[Set task]
Convert everything from the line containing "Mark the folded" down to the final line of the entries into a numbered list, omitting any blank lines.
start Exercise material
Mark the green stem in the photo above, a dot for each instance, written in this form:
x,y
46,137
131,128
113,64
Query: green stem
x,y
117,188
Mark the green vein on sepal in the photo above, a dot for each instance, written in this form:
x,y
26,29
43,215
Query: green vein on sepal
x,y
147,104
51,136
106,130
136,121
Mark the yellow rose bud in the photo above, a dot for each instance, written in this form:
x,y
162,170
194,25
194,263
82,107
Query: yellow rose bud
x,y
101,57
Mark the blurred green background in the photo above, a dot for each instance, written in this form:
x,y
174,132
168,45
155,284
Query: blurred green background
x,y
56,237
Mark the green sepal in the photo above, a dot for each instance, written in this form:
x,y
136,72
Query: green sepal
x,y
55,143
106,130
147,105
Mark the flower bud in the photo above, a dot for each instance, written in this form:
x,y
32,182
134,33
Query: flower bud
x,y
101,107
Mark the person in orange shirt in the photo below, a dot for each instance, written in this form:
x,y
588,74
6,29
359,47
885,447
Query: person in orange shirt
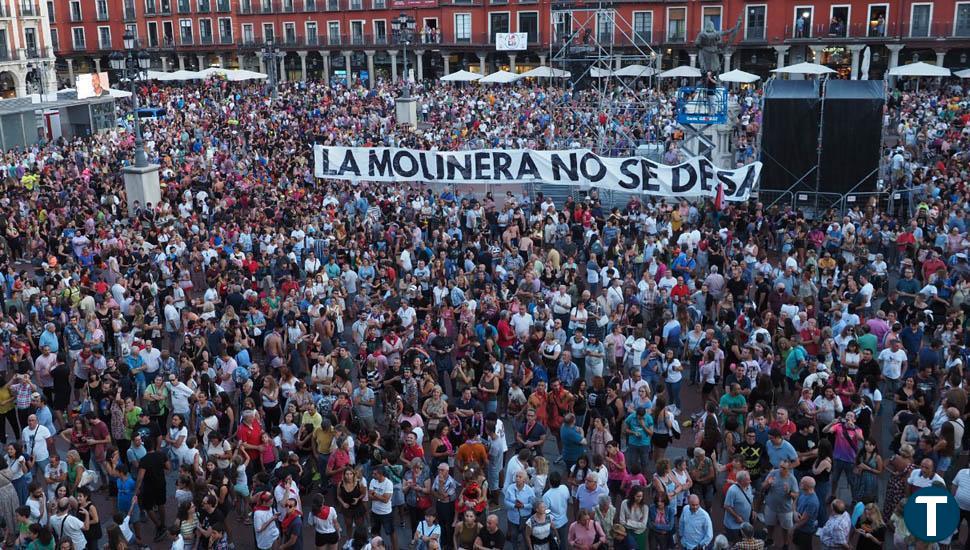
x,y
471,454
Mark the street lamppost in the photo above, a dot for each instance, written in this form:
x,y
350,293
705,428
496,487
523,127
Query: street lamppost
x,y
405,30
271,56
133,64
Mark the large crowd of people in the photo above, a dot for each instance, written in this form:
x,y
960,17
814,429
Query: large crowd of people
x,y
310,363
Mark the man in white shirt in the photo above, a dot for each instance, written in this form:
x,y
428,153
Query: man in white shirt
x,y
34,436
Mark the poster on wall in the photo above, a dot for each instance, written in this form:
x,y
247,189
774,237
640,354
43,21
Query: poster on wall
x,y
91,85
695,177
511,41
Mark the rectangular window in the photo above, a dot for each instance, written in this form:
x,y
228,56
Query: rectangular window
x,y
463,27
604,26
104,38
225,30
152,34
676,24
562,26
803,22
185,31
529,24
839,21
919,22
754,23
642,27
205,31
497,22
380,31
311,33
878,16
961,23
357,33
712,15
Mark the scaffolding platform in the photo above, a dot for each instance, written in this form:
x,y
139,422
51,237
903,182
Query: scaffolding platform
x,y
698,105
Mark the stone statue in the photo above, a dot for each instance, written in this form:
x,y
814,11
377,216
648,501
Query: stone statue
x,y
710,46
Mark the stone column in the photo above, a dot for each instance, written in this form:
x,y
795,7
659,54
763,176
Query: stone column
x,y
856,50
326,65
370,67
347,63
781,51
393,54
894,50
419,64
302,55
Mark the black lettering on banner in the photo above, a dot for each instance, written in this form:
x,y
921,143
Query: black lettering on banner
x,y
482,166
572,171
379,163
726,178
682,182
349,165
648,176
705,169
748,182
594,177
502,162
425,173
399,169
626,169
455,164
527,167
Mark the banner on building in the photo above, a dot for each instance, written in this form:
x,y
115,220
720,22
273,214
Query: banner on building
x,y
511,41
697,177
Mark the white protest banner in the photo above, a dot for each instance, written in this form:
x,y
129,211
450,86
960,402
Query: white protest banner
x,y
511,41
697,177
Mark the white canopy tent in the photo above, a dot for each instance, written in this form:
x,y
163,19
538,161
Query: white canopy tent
x,y
804,68
738,75
684,71
636,71
461,76
500,77
546,72
919,69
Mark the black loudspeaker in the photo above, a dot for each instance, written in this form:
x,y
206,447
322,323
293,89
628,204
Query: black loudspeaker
x,y
789,135
851,135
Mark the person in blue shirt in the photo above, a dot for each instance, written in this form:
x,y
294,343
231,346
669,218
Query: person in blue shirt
x,y
696,531
519,498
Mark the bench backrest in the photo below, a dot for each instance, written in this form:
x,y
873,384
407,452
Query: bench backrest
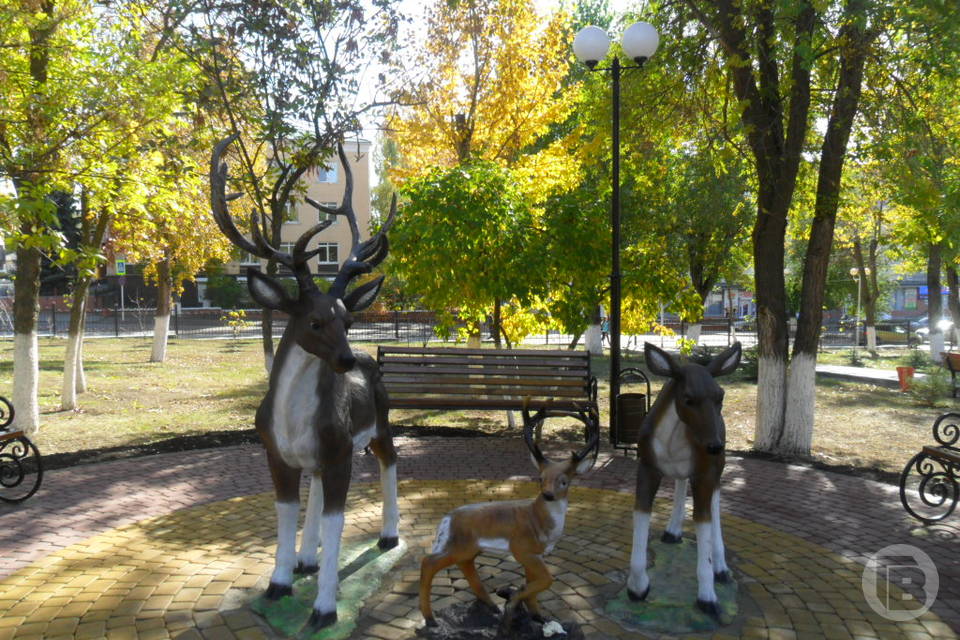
x,y
451,378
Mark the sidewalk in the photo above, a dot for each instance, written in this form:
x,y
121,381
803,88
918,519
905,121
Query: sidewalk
x,y
160,546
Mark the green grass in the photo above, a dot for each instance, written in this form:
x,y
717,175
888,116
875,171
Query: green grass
x,y
215,385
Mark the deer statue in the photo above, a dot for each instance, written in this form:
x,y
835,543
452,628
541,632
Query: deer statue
x,y
324,401
526,528
683,437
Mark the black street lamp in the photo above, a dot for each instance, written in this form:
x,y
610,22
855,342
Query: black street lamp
x,y
639,42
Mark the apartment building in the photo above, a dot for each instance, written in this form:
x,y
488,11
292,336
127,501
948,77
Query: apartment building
x,y
325,186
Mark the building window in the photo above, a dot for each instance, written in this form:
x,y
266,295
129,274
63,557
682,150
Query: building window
x,y
328,173
328,216
329,253
291,213
247,259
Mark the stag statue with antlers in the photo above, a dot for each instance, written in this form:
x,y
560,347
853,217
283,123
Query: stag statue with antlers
x,y
526,528
324,400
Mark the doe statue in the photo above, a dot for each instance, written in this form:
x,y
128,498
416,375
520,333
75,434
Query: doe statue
x,y
683,438
528,529
324,401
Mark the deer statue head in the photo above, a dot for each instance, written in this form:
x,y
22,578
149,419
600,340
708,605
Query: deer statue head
x,y
697,397
556,476
318,320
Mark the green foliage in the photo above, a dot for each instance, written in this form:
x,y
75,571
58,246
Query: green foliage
x,y
237,321
916,358
933,389
466,238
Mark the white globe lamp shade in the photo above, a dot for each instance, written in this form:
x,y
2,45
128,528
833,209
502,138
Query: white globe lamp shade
x,y
640,41
591,45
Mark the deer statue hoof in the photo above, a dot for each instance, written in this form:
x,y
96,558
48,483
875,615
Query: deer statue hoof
x,y
319,620
671,538
276,591
638,597
712,609
388,543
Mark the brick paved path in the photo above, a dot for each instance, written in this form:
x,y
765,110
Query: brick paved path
x,y
794,512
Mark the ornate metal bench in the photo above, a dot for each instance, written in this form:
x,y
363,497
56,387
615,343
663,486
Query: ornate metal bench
x,y
457,379
929,487
21,468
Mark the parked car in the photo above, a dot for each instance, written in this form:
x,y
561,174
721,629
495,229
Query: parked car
x,y
923,331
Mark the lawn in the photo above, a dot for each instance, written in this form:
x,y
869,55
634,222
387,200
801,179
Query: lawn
x,y
214,386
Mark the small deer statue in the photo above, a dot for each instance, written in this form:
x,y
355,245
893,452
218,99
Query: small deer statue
x,y
683,438
324,401
526,528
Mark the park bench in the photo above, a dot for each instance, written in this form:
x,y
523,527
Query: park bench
x,y
951,361
560,382
930,482
21,468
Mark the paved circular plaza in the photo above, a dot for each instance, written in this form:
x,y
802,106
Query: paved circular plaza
x,y
176,545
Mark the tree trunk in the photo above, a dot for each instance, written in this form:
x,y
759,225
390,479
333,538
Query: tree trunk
x,y
953,301
81,374
593,339
71,364
797,436
161,322
934,300
772,333
26,352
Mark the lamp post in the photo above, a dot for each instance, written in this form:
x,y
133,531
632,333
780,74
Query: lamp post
x,y
855,272
591,44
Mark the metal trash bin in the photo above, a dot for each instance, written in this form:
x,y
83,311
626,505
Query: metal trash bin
x,y
631,409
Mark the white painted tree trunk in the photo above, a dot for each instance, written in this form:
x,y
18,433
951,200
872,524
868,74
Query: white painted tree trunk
x,y
797,435
68,391
161,325
771,398
26,382
81,374
593,340
936,346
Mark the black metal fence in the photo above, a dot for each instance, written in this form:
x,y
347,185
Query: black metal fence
x,y
418,327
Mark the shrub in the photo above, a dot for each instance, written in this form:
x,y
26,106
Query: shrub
x,y
227,293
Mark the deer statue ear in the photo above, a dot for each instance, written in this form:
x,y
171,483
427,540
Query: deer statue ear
x,y
659,361
266,291
363,296
726,362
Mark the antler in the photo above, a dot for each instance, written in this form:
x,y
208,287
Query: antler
x,y
296,261
364,256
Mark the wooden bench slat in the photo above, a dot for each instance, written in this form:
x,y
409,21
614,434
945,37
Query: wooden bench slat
x,y
453,404
444,378
519,353
389,368
499,360
462,390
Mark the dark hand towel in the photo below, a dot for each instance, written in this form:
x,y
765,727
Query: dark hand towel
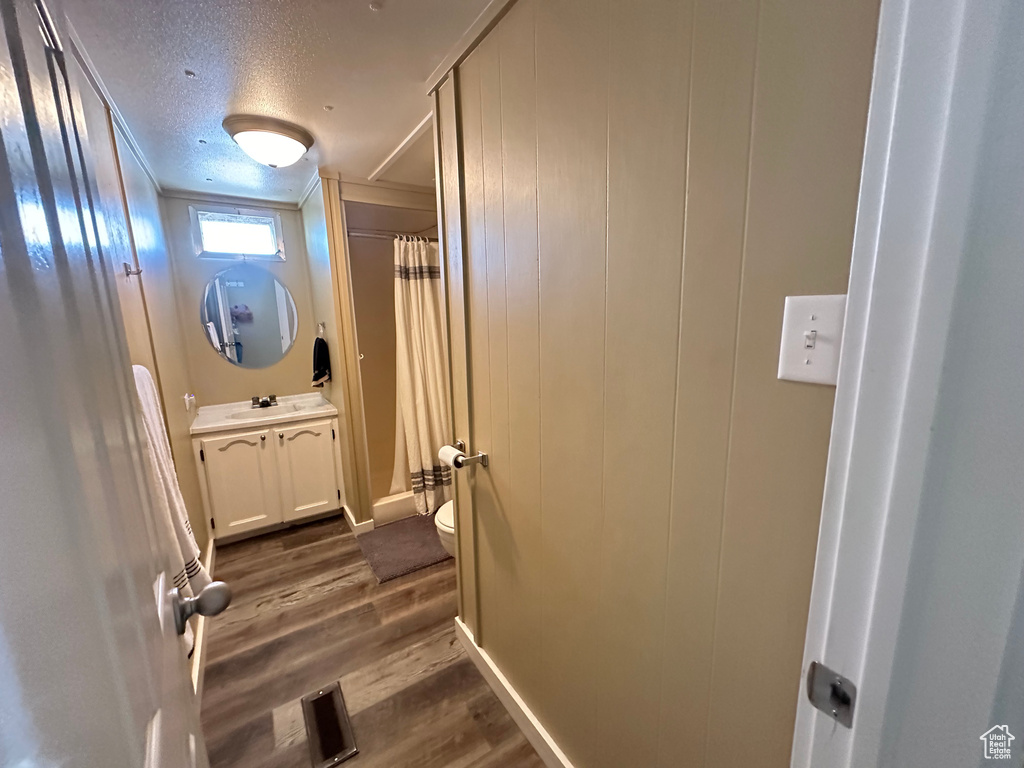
x,y
322,363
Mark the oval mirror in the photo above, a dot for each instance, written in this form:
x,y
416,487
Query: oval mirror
x,y
249,316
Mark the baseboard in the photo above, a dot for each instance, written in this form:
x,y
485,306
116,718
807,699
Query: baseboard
x,y
199,657
357,527
393,508
536,733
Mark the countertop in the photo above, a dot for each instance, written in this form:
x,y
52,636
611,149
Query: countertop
x,y
240,416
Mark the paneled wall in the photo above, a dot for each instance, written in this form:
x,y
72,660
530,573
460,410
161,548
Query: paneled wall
x,y
640,192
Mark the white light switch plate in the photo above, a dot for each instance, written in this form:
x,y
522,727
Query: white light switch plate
x,y
812,336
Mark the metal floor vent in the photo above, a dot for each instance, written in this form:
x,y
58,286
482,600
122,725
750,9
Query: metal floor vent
x,y
328,727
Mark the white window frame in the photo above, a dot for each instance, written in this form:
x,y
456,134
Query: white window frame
x,y
197,233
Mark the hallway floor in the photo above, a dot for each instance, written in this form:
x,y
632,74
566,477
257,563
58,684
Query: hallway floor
x,y
307,611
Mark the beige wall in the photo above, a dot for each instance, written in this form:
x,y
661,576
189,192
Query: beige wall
x,y
641,193
171,359
321,279
372,263
214,379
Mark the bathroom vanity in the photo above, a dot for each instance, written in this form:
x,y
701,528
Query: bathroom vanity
x,y
261,467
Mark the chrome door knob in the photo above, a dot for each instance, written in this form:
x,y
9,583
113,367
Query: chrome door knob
x,y
209,602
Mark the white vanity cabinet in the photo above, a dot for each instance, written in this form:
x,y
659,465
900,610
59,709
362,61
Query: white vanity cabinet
x,y
305,468
241,478
263,467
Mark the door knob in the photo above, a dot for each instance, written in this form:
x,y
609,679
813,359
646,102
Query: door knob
x,y
209,602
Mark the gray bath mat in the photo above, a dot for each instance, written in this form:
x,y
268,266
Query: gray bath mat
x,y
400,548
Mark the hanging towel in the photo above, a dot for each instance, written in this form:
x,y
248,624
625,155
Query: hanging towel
x,y
170,515
322,363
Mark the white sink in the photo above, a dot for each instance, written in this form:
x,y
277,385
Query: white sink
x,y
236,416
252,414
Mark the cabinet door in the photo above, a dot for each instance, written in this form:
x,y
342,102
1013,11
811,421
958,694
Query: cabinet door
x,y
305,466
243,481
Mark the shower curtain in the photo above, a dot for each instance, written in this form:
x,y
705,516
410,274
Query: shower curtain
x,y
422,411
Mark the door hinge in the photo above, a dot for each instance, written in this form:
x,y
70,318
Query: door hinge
x,y
830,692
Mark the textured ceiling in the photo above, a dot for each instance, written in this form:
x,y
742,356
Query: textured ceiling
x,y
416,166
285,58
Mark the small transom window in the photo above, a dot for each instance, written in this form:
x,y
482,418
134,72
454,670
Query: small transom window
x,y
237,233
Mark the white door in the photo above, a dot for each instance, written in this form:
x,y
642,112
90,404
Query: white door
x,y
91,670
305,462
242,477
919,593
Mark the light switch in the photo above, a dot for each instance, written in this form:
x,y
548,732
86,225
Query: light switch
x,y
812,337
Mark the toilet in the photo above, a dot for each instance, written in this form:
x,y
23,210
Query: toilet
x,y
444,520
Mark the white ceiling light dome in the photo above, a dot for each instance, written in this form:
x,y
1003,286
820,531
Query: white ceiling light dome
x,y
267,140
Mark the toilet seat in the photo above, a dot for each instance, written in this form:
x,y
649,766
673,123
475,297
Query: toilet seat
x,y
445,517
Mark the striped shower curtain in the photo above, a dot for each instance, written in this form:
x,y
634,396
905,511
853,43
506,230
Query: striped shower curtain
x,y
422,412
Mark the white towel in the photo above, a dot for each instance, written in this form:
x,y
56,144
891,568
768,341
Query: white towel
x,y
169,508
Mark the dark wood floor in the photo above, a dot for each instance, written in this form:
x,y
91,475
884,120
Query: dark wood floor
x,y
307,611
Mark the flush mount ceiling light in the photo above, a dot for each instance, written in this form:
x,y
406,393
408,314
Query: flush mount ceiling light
x,y
266,140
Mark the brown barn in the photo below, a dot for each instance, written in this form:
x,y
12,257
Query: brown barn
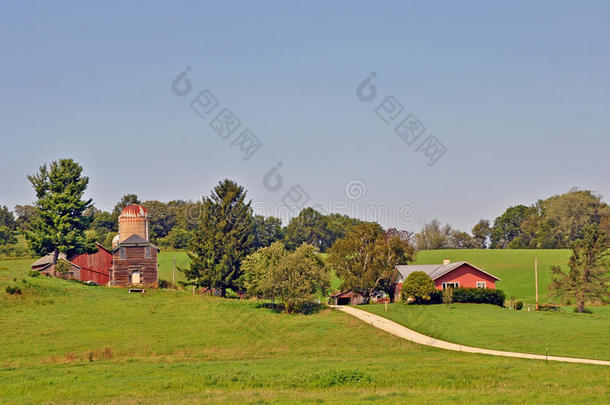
x,y
135,258
85,267
135,263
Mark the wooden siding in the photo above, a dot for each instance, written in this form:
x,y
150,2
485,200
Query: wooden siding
x,y
135,260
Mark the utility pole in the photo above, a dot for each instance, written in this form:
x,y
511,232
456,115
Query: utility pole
x,y
536,279
174,273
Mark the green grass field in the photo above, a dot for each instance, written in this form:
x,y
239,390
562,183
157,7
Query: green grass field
x,y
63,342
515,267
492,327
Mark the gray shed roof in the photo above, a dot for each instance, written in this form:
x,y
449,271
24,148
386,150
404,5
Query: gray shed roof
x,y
433,270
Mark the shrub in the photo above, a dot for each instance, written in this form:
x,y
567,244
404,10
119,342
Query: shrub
x,y
447,296
548,307
418,285
479,296
165,284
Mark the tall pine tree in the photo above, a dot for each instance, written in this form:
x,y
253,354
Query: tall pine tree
x,y
60,224
223,238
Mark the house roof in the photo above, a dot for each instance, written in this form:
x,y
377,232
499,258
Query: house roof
x,y
135,240
433,270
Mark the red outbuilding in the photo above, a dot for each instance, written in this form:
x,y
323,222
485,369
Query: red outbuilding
x,y
458,274
85,267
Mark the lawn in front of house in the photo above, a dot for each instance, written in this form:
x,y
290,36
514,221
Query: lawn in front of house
x,y
492,327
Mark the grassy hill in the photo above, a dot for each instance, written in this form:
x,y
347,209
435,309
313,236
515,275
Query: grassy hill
x,y
489,326
63,342
514,266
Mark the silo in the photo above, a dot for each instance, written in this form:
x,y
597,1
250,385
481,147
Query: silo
x,y
133,220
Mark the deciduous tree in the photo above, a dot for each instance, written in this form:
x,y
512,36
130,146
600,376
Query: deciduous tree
x,y
364,259
588,277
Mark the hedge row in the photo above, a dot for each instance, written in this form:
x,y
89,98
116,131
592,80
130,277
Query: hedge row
x,y
479,296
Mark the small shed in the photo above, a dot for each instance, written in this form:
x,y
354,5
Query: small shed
x,y
347,298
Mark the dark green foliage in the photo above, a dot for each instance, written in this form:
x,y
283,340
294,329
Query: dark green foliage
x,y
25,216
223,238
554,223
7,218
296,279
308,227
316,229
266,231
177,238
549,307
418,286
479,296
6,236
164,284
365,257
480,233
506,231
13,290
60,223
588,277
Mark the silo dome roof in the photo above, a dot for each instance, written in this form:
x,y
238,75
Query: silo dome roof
x,y
134,210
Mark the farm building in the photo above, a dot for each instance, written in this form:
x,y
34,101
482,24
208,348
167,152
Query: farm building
x,y
133,261
458,274
85,267
347,298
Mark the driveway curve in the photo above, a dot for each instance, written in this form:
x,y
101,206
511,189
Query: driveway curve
x,y
416,337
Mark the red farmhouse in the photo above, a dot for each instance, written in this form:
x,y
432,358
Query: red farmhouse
x,y
458,274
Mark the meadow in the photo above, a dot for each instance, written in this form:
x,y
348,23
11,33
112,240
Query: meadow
x,y
492,327
64,342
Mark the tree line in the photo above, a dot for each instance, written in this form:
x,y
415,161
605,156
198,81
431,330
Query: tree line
x,y
554,223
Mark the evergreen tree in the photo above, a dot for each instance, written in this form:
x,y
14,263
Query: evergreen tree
x,y
223,238
60,225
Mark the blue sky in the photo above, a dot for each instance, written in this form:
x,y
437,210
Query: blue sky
x,y
517,93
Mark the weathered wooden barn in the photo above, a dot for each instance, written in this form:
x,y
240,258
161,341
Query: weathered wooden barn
x,y
133,261
86,267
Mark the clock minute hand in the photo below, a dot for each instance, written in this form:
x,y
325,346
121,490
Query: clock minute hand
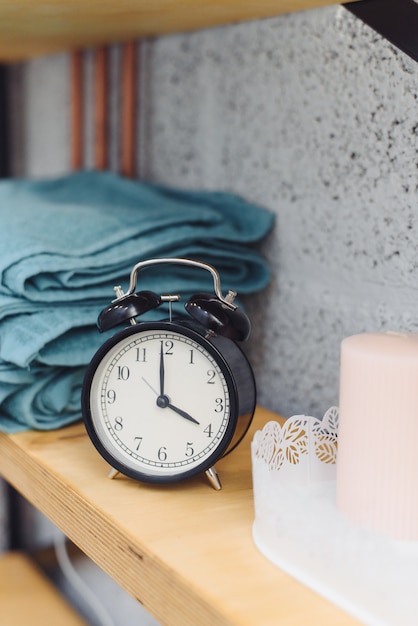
x,y
162,370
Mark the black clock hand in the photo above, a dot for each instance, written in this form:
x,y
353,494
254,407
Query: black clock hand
x,y
162,370
182,413
164,403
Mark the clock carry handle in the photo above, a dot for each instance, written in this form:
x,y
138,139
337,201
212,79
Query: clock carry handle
x,y
215,312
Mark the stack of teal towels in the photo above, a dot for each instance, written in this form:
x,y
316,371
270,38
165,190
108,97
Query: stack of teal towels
x,y
65,243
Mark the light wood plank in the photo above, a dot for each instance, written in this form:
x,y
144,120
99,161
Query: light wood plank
x,y
35,27
28,598
185,551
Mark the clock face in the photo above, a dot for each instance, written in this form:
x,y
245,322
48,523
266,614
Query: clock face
x,y
160,405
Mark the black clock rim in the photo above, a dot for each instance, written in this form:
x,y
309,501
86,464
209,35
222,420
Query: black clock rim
x,y
192,333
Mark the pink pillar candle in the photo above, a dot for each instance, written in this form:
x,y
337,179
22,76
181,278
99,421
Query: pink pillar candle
x,y
377,465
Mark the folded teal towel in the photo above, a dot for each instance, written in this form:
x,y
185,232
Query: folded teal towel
x,y
65,243
69,239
end Exercise material
[Reply]
1. Mark the folded teal towel in the photo above, a dot for each instance, written in this form:
2. x,y
3. 185,232
4. Query: folded teal towel
5. x,y
6. 65,243
7. 69,239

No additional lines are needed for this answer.